→ **Te lezen fragment**:
---+---
Permanente link
Naar de actuele versie van de regeling
http://lokaleregelgeving.overheid.nl/CVDR735839
Naar de door u bekeken versie
http://lokaleregelgeving.overheid.nl/CVDR735839/1
Beleidsregel Mantelzorgwoningen Neder-Betuwe
Geldend van 25-02-2025 t/m heden
Intitulé
Beleidsregel Mantelzorgwoningen Neder-BetuweHet college van Burgemeester en wethouders,
Gelet op:
- -
artikel 4:81 van de Algemene wet bestuursrecht;
- -
artikel 4.4 lid 2, 5.1 lid 1 onder a, 5.18 en 5.21 van de Omgevingswet juncto afdeling 8.1 van het Besluit kwaliteit leefomgeving en overige artikelen uit de Omgevingswet en bijbehorende regelgeving waarbij een afwijking van het Omgevingsplan mogelijk wordt gemaakt;
- -
artikel 5.21, lid 2, sub a en sub b, Omgevingswet;
- -
artikel 22.10 Omgevingswet;
BESLUIT DE VOLGENDE BELEIDSREGELS VAST TE STELLEN:
‘Beleidsregel Mantelzorgwoningen Neder-Betuwe’
1. Beleidsuitgangspunten
1.1 Aanleiding
Nederland vergrijst in snel tempo. Deze ontwikkeling heeft tot gevolg dat er steeds meer mensen zijn die hulp behoeven. Dit brengt grote uitdagingen met zich mee op het gebied van zorg. Er is onder andere sprake van een toenemende zorgvraag (deels veroorzaakt door de vergrijzing) en van financiële middelen die schaars zijn en een tekort aan zorgpersoneel. Dit maakt dat de zorg anders ingericht moet worden en mensen meer en langer voor elkaar moeten zorgen. Er zal dus een groter beroep worden gedaan op mantelzorg, doordat de alternatieven beperkt zijn.
Volgens MantelzorgNL zijn in Neder-Betuwe van de ruim 19 duizend 15-plussers, bijna 7 duizend mantelzorger. Met het oog op toenemende vergrijzing en een groter aandeel hulpbehoevenden dat thuis blijft wonen, verwachten we dat in de toekomst er steeds vaker een beroep zal worden gedaan op mantelzorgers. Mantelzorgers worden (onbetaald en vaak langdurig) ingezet voor verzorging of hulp bij dagelijkse activiteiten.
De Wet maatschappelijke ondersteuning 2015 (Wmo) gaat ervan uit dat deze hulp in eerste instantie zelf wordt georganiseerd, alvorens aanspraak gemaakt kan worden op collectieve voorzieningen of individuele hulp. Eigen verantwoordelijkheid nemen is het uitgangspunt van de Wmo.
---+---
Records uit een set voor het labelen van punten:
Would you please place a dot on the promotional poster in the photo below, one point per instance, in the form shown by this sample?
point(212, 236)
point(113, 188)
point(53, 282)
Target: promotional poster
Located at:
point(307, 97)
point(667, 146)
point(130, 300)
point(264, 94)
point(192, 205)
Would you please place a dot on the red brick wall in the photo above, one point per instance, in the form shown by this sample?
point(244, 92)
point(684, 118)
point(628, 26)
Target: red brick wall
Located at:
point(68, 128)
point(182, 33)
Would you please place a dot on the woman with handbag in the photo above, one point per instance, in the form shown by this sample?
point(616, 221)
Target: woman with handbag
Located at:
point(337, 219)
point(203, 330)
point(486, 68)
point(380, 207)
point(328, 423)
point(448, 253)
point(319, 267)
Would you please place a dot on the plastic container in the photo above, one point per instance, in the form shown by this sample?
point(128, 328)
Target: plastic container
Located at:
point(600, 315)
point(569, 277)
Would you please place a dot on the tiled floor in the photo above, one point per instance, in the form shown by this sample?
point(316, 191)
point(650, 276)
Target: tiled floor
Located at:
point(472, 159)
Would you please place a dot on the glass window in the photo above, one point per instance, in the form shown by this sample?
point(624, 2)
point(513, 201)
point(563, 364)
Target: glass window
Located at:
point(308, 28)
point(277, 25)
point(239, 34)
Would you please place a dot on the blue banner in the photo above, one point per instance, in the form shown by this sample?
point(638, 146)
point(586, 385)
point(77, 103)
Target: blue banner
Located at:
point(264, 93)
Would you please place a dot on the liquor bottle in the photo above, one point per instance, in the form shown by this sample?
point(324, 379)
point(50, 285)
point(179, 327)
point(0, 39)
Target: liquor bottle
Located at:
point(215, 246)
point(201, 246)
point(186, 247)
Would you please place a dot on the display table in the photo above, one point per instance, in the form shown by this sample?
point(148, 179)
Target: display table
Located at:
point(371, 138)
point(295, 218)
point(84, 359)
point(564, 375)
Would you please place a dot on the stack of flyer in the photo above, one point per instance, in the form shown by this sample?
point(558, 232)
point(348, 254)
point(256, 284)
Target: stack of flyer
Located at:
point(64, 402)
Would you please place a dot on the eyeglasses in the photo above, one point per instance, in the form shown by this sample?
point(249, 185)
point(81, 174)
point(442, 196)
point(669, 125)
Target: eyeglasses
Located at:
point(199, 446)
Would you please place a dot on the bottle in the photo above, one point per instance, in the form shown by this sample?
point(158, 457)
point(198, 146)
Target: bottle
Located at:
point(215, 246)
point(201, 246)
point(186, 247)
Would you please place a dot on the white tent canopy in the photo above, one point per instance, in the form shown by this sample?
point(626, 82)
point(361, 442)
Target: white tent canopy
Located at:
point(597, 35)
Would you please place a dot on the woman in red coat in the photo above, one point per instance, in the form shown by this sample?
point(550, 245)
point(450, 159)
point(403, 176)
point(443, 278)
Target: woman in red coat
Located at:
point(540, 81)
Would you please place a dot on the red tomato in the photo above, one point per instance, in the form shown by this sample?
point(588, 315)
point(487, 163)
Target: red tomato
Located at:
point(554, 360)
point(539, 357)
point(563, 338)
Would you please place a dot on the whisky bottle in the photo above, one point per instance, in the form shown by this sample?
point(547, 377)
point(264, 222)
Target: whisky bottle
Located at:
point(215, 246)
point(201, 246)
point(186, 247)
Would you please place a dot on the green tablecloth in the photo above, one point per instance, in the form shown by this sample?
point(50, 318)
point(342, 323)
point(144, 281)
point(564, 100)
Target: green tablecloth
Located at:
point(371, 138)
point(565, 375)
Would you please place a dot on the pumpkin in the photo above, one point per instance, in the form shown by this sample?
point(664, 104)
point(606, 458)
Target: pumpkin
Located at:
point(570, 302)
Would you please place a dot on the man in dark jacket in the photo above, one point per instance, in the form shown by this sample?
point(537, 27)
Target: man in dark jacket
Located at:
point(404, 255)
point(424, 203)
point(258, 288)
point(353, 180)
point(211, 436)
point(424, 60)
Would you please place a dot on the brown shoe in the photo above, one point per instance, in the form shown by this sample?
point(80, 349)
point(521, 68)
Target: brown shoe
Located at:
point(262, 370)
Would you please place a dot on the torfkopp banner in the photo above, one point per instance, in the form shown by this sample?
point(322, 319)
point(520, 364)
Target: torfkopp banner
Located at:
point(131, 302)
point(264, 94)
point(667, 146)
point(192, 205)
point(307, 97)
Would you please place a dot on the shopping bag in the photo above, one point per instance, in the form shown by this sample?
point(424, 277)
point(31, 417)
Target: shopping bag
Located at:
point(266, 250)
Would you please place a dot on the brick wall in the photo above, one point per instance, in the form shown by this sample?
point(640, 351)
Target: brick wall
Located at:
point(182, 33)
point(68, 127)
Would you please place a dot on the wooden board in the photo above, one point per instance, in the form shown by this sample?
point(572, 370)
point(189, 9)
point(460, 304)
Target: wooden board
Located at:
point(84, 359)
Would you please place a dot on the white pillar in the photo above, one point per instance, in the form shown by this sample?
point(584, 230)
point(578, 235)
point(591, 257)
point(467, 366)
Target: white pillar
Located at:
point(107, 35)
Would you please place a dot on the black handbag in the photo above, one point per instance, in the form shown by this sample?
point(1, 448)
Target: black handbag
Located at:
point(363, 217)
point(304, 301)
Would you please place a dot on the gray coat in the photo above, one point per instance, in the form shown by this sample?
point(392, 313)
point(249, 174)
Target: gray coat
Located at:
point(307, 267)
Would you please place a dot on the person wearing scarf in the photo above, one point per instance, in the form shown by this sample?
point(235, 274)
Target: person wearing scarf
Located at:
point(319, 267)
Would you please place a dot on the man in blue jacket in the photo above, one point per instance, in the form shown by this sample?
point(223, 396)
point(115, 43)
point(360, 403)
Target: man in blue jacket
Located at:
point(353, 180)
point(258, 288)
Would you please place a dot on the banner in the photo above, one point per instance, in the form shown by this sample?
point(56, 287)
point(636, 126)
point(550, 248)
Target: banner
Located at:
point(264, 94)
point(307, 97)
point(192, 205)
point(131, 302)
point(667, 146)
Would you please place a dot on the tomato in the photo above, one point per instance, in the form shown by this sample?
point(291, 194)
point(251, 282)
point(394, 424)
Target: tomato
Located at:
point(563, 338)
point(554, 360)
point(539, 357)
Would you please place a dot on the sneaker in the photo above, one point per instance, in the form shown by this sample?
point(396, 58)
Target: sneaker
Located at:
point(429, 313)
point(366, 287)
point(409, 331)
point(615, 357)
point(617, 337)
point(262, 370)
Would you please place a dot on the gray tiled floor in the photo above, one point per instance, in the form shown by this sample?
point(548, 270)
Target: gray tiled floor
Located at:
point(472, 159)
---+---
→ **Wat wordt gevraagd**:
1/ Geef het deel van de beleidsregel over mantelzorgwoningen opnieuw, van de woorden "Volgens MantelzorgNL zijn" tot en met "van de Wmo.", en verwissel daarin "individuele hulp" voor "persoonlijke hulp".
2/ Welke voorbeelden van uitdagingen op het gebied van zorg noemt de beleidsregel over mantelzorgwoningen onder "Aanleiding"? Noem ze allemaal.
3/ Zet de beleidsregel over mantelzorgwoningen voort na de laatste zin die er staat.

→ **De resultaten**:
1/
Volgens MantelzorgNL zijn in Neder-Betuwe van de ruim 19 duizend 15-plussers, bijna 7 duizend mantelzorger. Met het oog op toenemende vergrijzing en een groter aandeel hulpbehoevenden dat thuis blijft wonen, verwachten we dat in de toekomst er steeds vaker een beroep zal worden gedaan op mantelzorgers. Mantelzorgers worden (onbetaald en vaak langdurig) ingezet voor verzorging of hulp bij dagelijkse activiteiten.
De Wet maatschappelijke ondersteuning 2015 (Wmo) gaat ervan uit dat deze hulp in eerste instantie zelf wordt georganiseerd, alvorens aanspraak gemaakt kan worden op collectieve voorzieningen of persoonlijke hulp. Eigen verantwoordelijkheid nemen is het uitgangspunt van de Wmo.

2/
- een toenemende zorgvraag, deels veroorzaakt door de vergrijzing
- financiële middelen die schaars zijn
- een tekort aan zorgpersoneel

3/
Er zijn veel inwoners die graag zelf voor bijvoorbeeld hun zorgbehoevende ouders willen zorgen en die hiervoor ruimte willen creëren. De ouders worden dan in een min of meer zelfstandige woonruimte gehuisvest. De kinderen kunnen dan mantelzorg verlenen. Daarom voorzien bouwplannen vaak in voorzieningen die zelfstandige bewoning mogelijk maken, zoals een badkamer, toilet, keuken en slaapkamer. Het planologische probleem is dat er enerzijds de bereidheid bestaat om medewerking te verlenen aan het tegemoetkomen van de zorgvraag, maar dat anderzijds moet worden voorkomen dat in het kader van huisvesting voor mantelzorg een reguliere woning kan ontstaan. Daarom is het van belang hier duidelijke regels en uitgangspunten voor op te stellen.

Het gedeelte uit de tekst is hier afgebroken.